REQUIRED WORK -> Copy out the entries below exactly as they stand, but only from the line containing "mark the rear door | one pin per instance." through the line containing "mark the exposed".

INPUT RECORDS ->
Content starts

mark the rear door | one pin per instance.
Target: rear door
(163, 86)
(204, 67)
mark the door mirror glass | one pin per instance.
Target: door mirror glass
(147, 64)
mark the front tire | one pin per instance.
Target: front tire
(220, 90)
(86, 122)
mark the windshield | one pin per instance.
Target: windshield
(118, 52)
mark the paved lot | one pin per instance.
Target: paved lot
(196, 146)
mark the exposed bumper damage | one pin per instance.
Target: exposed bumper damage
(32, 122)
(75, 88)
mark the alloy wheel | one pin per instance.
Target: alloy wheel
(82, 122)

Content ends
Content starts

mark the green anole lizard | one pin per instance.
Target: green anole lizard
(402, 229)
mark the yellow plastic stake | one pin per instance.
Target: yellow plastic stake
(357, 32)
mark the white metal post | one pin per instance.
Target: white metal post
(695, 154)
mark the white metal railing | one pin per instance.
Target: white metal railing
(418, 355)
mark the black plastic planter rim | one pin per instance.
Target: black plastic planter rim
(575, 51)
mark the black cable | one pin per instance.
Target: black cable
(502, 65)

Content ends

RESPONSE FOR THIS EXERCISE ->
mark the rear door | one pin per instance.
Target: rear door
(163, 86)
(204, 67)
mark the door mirror glass | one pin per instance.
Target: door mirror glass
(147, 64)
mark the front tire | one pin per instance.
Target: front tire
(220, 90)
(86, 122)
mark the windshield | one pin per instance.
Target: windshield
(118, 52)
mark the paved lot | one pin per instance.
Target: paved lot
(196, 146)
mark the exposed bumper damage | one pin per instance.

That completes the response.